(Data records)
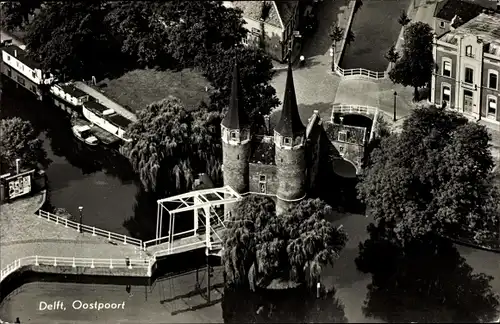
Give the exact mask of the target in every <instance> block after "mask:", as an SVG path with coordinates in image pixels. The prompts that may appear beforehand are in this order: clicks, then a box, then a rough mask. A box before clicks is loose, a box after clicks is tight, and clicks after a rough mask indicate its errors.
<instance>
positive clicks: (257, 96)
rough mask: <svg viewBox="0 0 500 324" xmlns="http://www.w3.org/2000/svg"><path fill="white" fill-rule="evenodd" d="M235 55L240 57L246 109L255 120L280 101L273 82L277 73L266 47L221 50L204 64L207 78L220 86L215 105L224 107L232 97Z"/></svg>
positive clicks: (212, 84) (203, 67) (243, 87)
mask: <svg viewBox="0 0 500 324" xmlns="http://www.w3.org/2000/svg"><path fill="white" fill-rule="evenodd" d="M235 58H236V59H237V60H238V67H239V70H240V82H241V90H242V96H243V98H244V103H245V104H244V105H243V107H244V109H246V111H247V112H248V115H249V116H250V118H251V119H252V121H254V122H256V123H259V117H260V116H262V115H267V114H269V113H270V112H271V110H272V109H273V108H274V107H276V106H278V105H279V103H280V101H279V99H278V97H277V96H276V90H275V89H274V88H273V87H272V86H271V85H270V81H271V79H272V78H273V76H274V71H273V69H272V67H273V65H272V61H271V59H270V57H269V56H268V55H267V54H265V53H264V52H262V50H260V49H257V48H250V47H243V46H241V47H234V48H231V49H229V50H220V51H218V52H217V54H215V55H213V56H212V57H210V58H209V59H208V60H206V62H205V63H204V64H203V69H204V71H205V75H206V77H207V79H208V80H209V81H210V82H211V83H212V85H213V87H214V88H215V89H216V90H217V91H216V92H215V93H214V94H213V95H212V96H211V102H212V107H213V108H214V109H215V110H217V111H224V110H225V109H227V107H228V105H229V98H230V97H231V82H232V73H231V71H232V70H233V67H234V60H235Z"/></svg>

Activity ▸ Quote the data records word for word, from the start of the records through the line containing "positive clicks: (212, 84)", including that line. Leave the pictures out of your answer.

Result ▸
Give the exact mask of the target in every <instance> block after "mask:", as an SVG path with coordinates in image pixels. The prompts that may appear beforehand are in this order: clicks, then a box, then a rough mask. A box before clicks is loose, a box after clicks is tight, and clicks after a rough mask indicate its errors.
<instance>
positive clicks: (257, 96)
rough mask: <svg viewBox="0 0 500 324" xmlns="http://www.w3.org/2000/svg"><path fill="white" fill-rule="evenodd" d="M235 55L240 57L246 109L255 120L280 101L273 82L277 73L266 47L221 50L204 64L207 78L220 86L215 105L224 107L232 97Z"/></svg>
positive clicks: (212, 84) (203, 67) (243, 87)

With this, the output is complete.